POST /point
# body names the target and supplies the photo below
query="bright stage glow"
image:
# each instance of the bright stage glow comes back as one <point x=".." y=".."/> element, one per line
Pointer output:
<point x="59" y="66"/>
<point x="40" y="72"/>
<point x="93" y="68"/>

PROBLEM REQUIREMENTS: Check every line of the entries above for the word "glow" and report how many lines contain it, giving the number only.

THE ANSWER: 2